REQUIRED TASKS →
[a] In the page about the SHARKSEA project on Cretaceous freshwater sharks, when did hybodont sharks first appear?
[b] Write the next part of the SHARKSEA project page on Cretaceous freshwater sharks, picking up right after the last sentence of its introduction.

:: TEXT UNDER STUDY

IEA SHARKSEA

French-Malaysian International Emerging Action in Freshwater shark evolution, climatic change and biostratigraphy in the Cretaceous of Southeast Asia

IEA SHARKSEA
2019-2021
Contact:
Prof. Gilles Cuny
Gilles.cuny(at)univ-lyon1.fr

Dr. Masatoshi Sone
masatoshi.sone(at)gmail.com

IEA SHARKSEA
News

Dr. Masatoshi Sone on the field in Malaysia in 2017
© Gilles Cuny

Tooth of the hybodont Heteroptychodus steinmanni in the Lower Cretaceous of Thailand
© Gilles Cuny

Tooth of the Hybodont Hybodus photographed in scanning electron microscopy from the Terminal Jurassic of Thailand
© Mahasarakham University

IEA SHARKSEA
Videos

Introduction

Hybodont sharks represent one of the most successful chondrichthyan lineages of all time. They appeared as early as the Late Devonian and they disappeared at the end of the Cretaceous. On the other hand, the modern-day sharks, or selachimorphs, started to diversify in the Early Jurassic and by the end of the Jurassic, they dominated marine environments. Although the real impact of selachimorph diversification on hybodont evolution is still unclear, there is a neat diversification of hybodonts in freshwater environments during the Early Cretacous, whereas selachimorph sharks remained very rare into such an environment until the disappearance of the hybodonts. This would suggest that hybodonts took refuge in fresh waters during the Cretaceous to escape competition from neoselachian sharks in marine environments.

::::
:: ENTRIES SHOWN

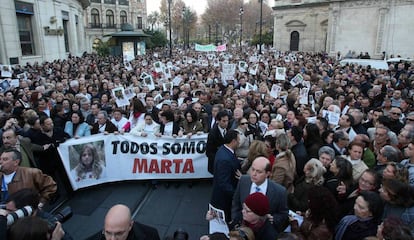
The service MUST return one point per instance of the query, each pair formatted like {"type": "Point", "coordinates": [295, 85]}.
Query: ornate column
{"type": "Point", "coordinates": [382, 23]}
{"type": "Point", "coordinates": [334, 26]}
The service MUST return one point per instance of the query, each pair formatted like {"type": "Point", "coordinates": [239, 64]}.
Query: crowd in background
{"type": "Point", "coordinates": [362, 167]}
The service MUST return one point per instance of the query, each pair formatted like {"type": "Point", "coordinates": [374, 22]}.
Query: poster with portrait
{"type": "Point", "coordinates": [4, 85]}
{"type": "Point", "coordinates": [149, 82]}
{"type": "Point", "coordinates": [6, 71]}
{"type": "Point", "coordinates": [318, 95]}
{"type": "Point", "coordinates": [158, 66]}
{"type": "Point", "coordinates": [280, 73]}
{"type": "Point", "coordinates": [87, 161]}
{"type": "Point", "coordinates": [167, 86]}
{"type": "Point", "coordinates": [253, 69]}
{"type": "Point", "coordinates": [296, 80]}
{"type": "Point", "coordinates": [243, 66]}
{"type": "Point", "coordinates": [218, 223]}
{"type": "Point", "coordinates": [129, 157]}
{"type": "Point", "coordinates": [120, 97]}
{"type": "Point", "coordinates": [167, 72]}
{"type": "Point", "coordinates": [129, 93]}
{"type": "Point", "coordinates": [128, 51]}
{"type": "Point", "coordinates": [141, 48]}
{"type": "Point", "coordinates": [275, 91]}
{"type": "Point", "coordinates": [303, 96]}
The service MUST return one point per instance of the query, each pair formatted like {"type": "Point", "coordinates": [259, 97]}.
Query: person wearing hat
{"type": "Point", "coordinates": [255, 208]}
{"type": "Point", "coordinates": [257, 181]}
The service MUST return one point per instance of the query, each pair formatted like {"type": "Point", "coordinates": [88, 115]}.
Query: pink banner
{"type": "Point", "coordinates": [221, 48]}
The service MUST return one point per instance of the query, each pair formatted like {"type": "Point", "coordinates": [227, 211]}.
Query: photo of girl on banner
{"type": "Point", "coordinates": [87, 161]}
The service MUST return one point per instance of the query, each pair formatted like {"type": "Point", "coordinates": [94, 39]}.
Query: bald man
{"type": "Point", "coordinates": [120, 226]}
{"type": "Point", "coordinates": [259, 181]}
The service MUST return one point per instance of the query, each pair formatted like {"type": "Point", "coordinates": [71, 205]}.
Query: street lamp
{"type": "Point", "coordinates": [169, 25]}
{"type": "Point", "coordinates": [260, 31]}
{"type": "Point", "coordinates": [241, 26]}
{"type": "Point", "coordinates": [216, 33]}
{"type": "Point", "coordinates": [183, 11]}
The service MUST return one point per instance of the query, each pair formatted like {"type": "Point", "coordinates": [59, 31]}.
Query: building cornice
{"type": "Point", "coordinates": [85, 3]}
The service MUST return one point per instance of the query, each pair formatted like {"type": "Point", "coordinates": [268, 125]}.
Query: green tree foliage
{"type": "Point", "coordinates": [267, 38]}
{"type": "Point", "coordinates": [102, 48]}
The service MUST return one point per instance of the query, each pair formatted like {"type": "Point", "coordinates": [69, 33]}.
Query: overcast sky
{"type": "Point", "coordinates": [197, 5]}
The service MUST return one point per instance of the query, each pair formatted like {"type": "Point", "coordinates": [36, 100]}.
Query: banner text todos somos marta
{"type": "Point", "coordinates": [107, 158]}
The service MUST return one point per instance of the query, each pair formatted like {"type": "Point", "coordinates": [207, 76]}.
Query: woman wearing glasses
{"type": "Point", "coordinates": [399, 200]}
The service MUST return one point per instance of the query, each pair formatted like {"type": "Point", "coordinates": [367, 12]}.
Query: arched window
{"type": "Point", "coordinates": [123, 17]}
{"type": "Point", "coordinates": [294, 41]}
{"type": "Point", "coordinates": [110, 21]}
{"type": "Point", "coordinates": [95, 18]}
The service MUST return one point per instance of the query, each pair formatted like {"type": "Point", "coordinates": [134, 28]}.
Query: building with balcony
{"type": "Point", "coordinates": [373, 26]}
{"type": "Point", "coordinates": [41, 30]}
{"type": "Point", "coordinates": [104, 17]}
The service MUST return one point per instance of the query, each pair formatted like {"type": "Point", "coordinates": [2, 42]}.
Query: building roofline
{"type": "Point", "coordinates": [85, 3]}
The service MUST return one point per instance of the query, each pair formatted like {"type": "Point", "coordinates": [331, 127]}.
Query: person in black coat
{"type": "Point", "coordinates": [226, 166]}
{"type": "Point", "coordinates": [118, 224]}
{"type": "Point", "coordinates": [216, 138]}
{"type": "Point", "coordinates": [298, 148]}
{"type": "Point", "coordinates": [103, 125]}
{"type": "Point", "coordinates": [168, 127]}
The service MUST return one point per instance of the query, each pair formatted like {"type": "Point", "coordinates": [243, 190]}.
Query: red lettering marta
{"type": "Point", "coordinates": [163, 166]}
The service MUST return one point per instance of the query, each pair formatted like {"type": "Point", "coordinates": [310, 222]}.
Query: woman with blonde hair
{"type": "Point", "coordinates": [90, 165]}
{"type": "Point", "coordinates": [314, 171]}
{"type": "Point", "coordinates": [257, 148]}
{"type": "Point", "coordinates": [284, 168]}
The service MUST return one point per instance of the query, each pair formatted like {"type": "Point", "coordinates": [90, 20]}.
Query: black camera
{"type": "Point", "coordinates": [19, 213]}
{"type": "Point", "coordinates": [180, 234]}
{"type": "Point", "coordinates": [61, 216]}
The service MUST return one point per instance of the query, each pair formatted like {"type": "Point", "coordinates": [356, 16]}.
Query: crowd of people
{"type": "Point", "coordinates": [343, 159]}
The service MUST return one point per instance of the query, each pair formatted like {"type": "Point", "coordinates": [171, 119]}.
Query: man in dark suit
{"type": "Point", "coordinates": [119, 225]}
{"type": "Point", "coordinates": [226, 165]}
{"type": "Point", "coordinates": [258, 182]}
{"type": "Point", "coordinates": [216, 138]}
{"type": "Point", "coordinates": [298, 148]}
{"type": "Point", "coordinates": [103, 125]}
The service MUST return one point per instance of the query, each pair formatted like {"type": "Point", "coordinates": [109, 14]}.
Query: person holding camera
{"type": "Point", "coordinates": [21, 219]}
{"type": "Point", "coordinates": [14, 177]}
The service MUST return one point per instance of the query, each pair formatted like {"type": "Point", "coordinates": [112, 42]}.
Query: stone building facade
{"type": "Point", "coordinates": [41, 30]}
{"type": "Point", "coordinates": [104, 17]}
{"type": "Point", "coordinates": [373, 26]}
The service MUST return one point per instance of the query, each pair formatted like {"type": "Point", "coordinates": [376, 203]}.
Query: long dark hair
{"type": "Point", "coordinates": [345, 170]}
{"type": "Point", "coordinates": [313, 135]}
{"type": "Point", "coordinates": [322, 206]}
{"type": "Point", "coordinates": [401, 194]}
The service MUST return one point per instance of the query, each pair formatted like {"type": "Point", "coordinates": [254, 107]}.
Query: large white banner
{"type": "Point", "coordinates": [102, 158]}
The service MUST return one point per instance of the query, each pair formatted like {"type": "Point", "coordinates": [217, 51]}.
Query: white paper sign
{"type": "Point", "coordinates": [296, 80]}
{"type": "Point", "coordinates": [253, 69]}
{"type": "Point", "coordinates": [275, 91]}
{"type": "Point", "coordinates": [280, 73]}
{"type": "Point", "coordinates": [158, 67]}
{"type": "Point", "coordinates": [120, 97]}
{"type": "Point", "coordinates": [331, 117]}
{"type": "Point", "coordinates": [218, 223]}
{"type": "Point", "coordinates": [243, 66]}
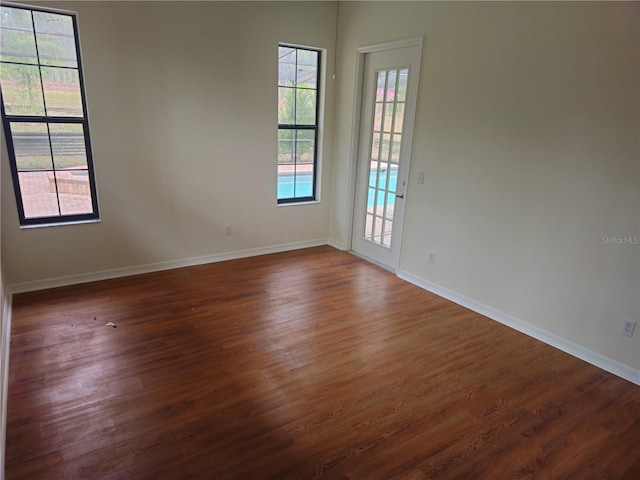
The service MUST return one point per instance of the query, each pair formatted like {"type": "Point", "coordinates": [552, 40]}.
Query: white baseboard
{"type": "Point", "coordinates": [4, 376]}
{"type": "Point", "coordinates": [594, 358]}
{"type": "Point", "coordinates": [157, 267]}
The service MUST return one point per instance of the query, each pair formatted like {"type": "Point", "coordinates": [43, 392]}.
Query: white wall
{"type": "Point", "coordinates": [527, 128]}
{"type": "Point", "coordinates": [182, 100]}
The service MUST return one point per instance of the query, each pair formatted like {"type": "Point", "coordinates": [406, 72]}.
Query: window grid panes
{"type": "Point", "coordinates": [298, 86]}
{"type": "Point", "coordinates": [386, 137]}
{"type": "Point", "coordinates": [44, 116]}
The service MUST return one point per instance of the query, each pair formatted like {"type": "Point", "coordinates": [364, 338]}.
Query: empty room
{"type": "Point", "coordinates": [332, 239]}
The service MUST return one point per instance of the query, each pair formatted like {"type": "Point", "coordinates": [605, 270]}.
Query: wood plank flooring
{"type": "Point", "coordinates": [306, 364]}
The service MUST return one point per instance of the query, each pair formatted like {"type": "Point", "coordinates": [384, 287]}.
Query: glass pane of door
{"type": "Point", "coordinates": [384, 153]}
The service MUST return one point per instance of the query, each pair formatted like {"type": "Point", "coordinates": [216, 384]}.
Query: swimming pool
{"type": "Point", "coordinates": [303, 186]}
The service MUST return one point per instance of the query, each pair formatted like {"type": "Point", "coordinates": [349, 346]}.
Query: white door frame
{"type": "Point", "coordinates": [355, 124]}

::::
:: ENTRIES SHOWN

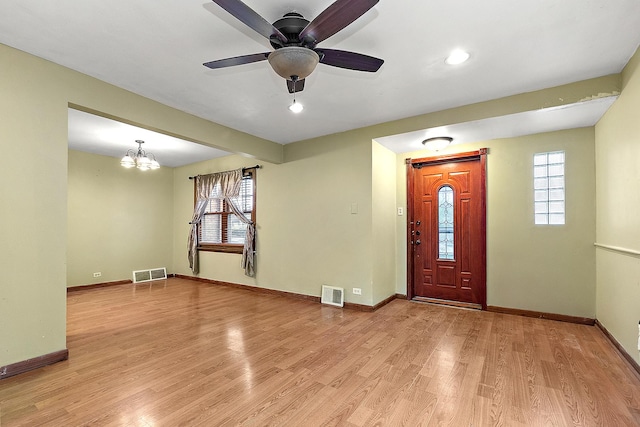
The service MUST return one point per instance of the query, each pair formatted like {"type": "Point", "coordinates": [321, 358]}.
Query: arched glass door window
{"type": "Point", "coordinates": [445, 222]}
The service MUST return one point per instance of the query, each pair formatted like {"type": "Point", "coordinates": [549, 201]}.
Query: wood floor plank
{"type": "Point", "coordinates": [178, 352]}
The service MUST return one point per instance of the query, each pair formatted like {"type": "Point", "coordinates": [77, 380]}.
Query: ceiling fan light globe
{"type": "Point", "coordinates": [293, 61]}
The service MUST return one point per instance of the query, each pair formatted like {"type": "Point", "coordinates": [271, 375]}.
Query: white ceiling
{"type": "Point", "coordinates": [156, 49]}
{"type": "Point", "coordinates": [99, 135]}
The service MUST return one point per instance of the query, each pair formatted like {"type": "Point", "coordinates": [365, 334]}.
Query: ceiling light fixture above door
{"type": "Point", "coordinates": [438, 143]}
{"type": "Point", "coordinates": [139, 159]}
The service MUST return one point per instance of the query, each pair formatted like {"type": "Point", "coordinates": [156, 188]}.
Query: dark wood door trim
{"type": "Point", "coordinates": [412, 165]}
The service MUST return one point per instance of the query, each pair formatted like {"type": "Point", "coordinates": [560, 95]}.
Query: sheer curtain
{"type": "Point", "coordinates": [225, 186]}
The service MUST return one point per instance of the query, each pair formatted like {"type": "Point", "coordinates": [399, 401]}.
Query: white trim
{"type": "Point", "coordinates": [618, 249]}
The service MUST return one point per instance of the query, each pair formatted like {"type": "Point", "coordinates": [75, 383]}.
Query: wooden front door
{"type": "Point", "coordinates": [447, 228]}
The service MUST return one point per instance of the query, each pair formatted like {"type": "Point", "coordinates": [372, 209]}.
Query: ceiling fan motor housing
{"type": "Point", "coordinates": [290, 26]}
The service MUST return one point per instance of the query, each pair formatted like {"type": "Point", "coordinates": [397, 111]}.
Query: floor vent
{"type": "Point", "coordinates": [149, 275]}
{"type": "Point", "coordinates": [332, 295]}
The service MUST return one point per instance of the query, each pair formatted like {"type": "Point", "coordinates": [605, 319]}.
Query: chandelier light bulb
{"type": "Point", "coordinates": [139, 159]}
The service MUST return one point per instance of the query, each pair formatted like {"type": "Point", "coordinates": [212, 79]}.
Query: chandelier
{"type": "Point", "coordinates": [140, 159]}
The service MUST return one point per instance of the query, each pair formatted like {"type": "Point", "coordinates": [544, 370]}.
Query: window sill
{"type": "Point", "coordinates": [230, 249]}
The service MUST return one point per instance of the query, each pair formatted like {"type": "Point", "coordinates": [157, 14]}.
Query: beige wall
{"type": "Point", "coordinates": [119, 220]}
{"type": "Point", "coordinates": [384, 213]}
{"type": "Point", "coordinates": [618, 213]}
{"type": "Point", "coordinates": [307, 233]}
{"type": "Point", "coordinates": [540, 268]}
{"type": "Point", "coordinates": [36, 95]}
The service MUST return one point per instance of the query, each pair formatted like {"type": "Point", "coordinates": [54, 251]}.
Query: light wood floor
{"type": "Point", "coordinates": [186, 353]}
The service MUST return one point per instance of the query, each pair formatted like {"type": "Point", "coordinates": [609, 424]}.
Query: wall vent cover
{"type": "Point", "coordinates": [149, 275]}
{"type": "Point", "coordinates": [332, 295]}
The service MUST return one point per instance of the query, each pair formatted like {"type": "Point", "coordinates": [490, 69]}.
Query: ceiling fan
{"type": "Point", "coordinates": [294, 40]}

::::
:: ENTRIES SHOWN

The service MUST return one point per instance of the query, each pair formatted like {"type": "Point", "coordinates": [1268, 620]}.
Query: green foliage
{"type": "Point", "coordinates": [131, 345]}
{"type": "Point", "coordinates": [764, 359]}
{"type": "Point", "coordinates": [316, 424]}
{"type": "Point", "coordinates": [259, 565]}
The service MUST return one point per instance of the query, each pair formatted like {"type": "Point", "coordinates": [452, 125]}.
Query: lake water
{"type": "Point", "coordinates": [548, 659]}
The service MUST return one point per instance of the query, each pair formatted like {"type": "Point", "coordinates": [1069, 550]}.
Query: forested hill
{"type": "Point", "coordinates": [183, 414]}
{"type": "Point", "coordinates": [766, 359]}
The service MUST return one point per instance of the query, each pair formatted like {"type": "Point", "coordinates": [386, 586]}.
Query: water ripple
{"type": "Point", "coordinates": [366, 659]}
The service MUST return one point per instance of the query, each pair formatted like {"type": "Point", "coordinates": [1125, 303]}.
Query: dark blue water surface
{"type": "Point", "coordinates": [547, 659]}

::::

RESULTS OF THE EXERCISE →
[a] As early as the Late Devonian.

[b]
Missions and research themes

The recent discovery of a freshwater hybodont shark fauna from the Lower Cretaceous of Malaysia represents a valuable opportunity to better understand the diversification and spreading patterns of these sharks in Southeast Asia. An important faunal reorganization of these freshwater sharks has been observed between the Barremian and the Aptian and we aim at testing whether this could be linked to the climatic cooling event that geochemical studies have recently identified. A taxonomic revision will also allow enhancing the use of freshwater hybodont sharks as biostratigraphic markers in non-marine environments, as dating and correlation in such environments are notoriously difficult.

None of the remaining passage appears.